* **What to work on**:
1. Write out, word for word, the part of the passage on the Jean Harris trial that begins at "There were nearly" and stops after "something didn't fit.".
2. Translate this sentence from the passage on the Jean Harris trial into Spanish: "She spent most of that time at the Bedford Hills Correctional Facility, which is only a short drive from the scene of the crime."

* **Passage**:
BEGIN
There were nearly a hundred witnesses called in the case, but one in particular seemed to catch Harris in a lie. Juanita Edwards was an accidental witness to a telephone call Harris made to Tarnower the day he was killed.  A patient of the famous diet doctor, Edwards remembered overhearing parts of a heated exchange on a phone that had been left off the hook in an examining room.  The faint voices, she said were clearly angry.  She remembered references to lying and cheating and Tarnower demanding hours before his death "Goddamn it Jean, I want you to stop bothering me!" Harris said the phone call was to apologize for a letter she'd mailed to him and claimed the conversation ended with an invitation for her to come spend the weekend in Westchester that coming spring.  So, something didn't fit.

Yes, Jean Harris claimed she still loved the diet doctor, and continued to harbor memories of his affections for her.   In his closing argument defense lawyer Joel Aurnou quoted poetry of love lost and insisted convicting his client of murder would be a final insult to the victim.  "Don't say he died of as a result of homicidal rage, of some sordid affair," he pleaded.  "Restore the dignity of Dr. Tarnower, who died trying to save Jean Harris."

Aurnou's own attempt to save Harris would ultimately fail because the jury didn't buy it.  Perhaps they remembered too well the closing argument of prosecutor George Bolen.  "Try pulling the trigger," he suggested.  "It has 14 pounds of pull.  Just see how difficult it would be to pull double-action, four times by accident."  It was too difficult apparently.

The jury deliberated eight days before marching into the courtroom in White Plains, New York chilling the defense table by staring straight ahead, refusing to look the correctly dressed defendant in the eyes.  There were tears among the defense team and Jean Harris spoke softly to her attorney before being led away. "Joel," she said I can't sit in jail."

In the twelve years she spent in the New York State Prison system, Jean Harris wrote three books filed multiple appeals and survived two heart attacks. She spent most of that time at the Bedford Hills Correctional Facility, which is only a short drive from the scene of the crime. She was the quintessential model prisoner, working with the infant children of her fellow inmates and continued to gather supporters long after the publicity of the trial died away. She was freed after Governor Mario Cuomo commuted her sentence down to 15 years to life (from 25 to life) so she could become eligible for parole three years early. Several clemency requests had been rejected, but the Governor finally relented after receiving a petition with thousands of signatures in a campaign lead by her two sons. There was increasing concern about her failing health.  The day she resumed life as a free woman, she was recovering from coronary by-pass surgery.

For the woman known back at the Madeira School for girls as "Integrity Jean," it seemed fitting but still, somehow incomplete.  She had testified years before that no one really knew her.  "In Westchester," she said I was a woman in a pretty dress going to dinner with Dr. Tarnower.  In Washington, I was a woman in a pretty dress who was a headmistress.  I was not sure who I was."  She thought some more and added, "I was a person sitting in an empty chair."
END
* **Data**:
BEGIN
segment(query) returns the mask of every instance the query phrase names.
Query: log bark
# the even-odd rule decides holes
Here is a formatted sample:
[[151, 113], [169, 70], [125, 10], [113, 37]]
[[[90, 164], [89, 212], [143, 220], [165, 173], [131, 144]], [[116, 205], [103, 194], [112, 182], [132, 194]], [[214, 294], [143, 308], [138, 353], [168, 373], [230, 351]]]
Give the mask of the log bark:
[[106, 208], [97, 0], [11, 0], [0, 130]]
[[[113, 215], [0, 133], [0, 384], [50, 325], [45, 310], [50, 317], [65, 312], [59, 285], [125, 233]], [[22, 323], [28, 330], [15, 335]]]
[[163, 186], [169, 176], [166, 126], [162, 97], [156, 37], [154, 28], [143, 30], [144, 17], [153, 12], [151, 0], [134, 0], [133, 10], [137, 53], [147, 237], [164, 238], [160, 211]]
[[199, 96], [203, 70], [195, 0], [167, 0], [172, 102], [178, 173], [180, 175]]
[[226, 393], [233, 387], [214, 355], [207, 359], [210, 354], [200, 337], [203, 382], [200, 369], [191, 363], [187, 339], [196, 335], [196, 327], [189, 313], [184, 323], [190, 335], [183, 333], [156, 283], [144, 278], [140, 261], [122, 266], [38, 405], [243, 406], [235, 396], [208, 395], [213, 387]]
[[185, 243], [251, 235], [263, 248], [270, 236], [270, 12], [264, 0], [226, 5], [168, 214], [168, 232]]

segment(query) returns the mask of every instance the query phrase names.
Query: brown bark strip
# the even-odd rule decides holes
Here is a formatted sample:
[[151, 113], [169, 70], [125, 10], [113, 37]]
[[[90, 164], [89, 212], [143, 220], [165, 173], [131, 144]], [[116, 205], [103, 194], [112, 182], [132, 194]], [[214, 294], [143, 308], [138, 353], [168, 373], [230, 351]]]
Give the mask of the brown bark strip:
END
* **Outputs in order**:
1.
There were nearly a hundred witnesses called in the case, but one in particular seemed to catch Harris in a lie. Juanita Edwards was an accidental witness to a telephone call Harris made to Tarnower the day he was killed.  A patient of the famous diet doctor, Edwards remembered overhearing parts of a heated exchange on a phone that had been left off the hook in an examining room.  The faint voices, she said were clearly angry.  She remembered references to lying and cheating and Tarnower demanding hours before his death "Goddamn it Jean, I want you to stop bothering me!" Harris said the phone call was to apologize for a letter she'd mailed to him and claimed the conversation ended with an invitation for her to come spend the weekend in Westchester that coming spring.  So, something didn't fit.

2. Pasó la mayor parte de ese tiempo en el Centro Correccional de Bedford Hills, que está a solo un corto trayecto en coche del lugar del crimen.